---- Text

Aiman Ismail

Analysis Ticketing System

architectureopinion

I kinda have an idea how you can scale the backend service of a ticketing system but I'm still stuck on the seating choice locking.

As some Twitter users have highlighted in the thread, it's not as simple as infinitely scaling the backend service using serverless functions or Kubernetes. The bottleneck usually lies on the DB tier.

Let's review the scenario:

An announcement was made that users can start buying ticket at 10AM. Before reaching 10AM, a bunch of users already ready with their devices (most use more than one for higher probability of getting the ticket). Once the clock reached 10AM, they'll start accessing the link to buy the ticket (some may started spamming the link before 10AM). (Reminds me of DDoS).

Requirement: one seat can only be purchased by exactly one user. To simplify my analysis, one user can only buy maximum 1 seat/ticket.

Waiting Room Queue

Based on the tweets that I saw, the ticketing vendor implemented a waiting room queue before you can enter the seat selection page. User @zulhhandyplast suggested they use Cloudflare product, Waiting Room, instead of rolling out your own waiting room implementation. How does a waiting room works? Here's a snippet from the Cloudflare Waiting room landing page:

Cloudflare Waiting Room allows organizations to route excess users to a custom-branded waiting room, helping preserve customer experience and protect origin servers from being overwhelmed with requests.

"...protect origin servers from being overwhelmed with requests." I think this is the most important part, which leads to improved reliability and consequently, user happiness.

Implementing a waiting room yourself seems quite hard. Will be nice if I can revisit this in the future and write more about this.

How does a waiting room queue works?

From the whitepaper:

The Cloudflare Waiting Room limits the number of users allowed in the application while placing excess traffic into a virtual queue to provide a smoother, more predictable user experience.

--------
---- Information provided

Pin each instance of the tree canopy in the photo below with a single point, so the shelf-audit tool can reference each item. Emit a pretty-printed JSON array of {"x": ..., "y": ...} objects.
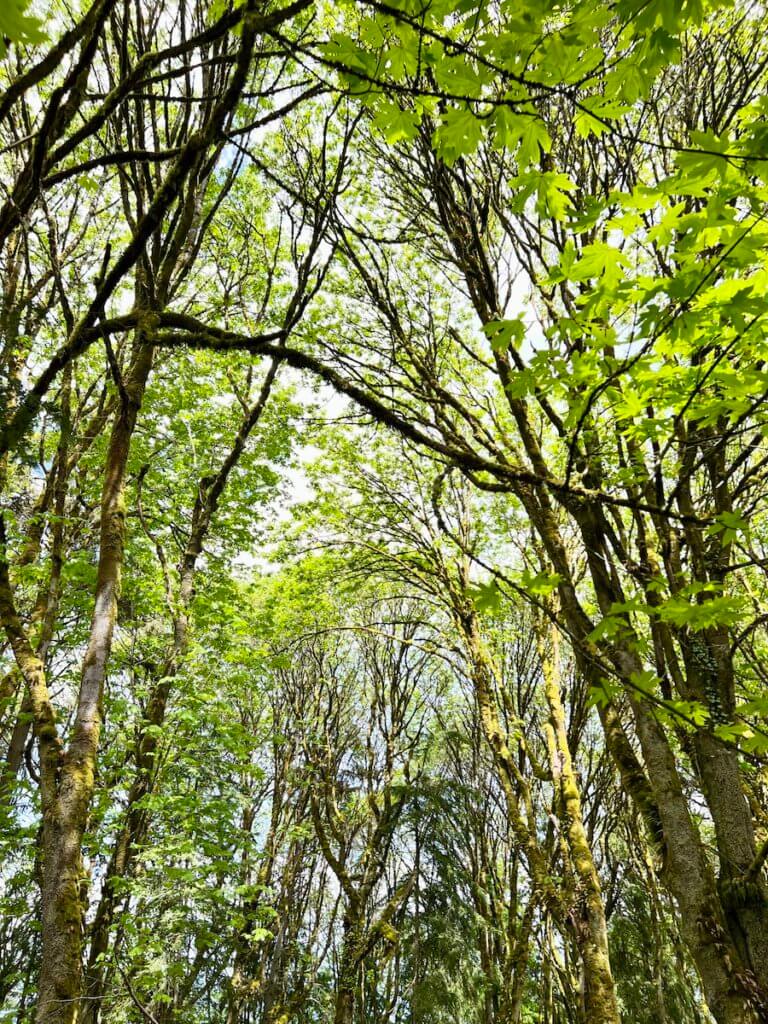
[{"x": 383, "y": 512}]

--------

Instructions for the task → Reproduce word for word everything in the ticketing system post above from "architectureopinion" down to "maximum 1 seat/ticket.".

Task solution →
architectureopinion

I kinda have an idea how you can scale the backend service of a ticketing system but I'm still stuck on the seating choice locking.

As some Twitter users have highlighted in the thread, it's not as simple as infinitely scaling the backend service using serverless functions or Kubernetes. The bottleneck usually lies on the DB tier.

Let's review the scenario:

An announcement was made that users can start buying ticket at 10AM. Before reaching 10AM, a bunch of users already ready with their devices (most use more than one for higher probability of getting the ticket). Once the clock reached 10AM, they'll start accessing the link to buy the ticket (some may started spamming the link before 10AM). (Reminds me of DDoS).

Requirement: one seat can only be purchased by exactly one user. To simplify my analysis, one user can only buy maximum 1 seat/ticket.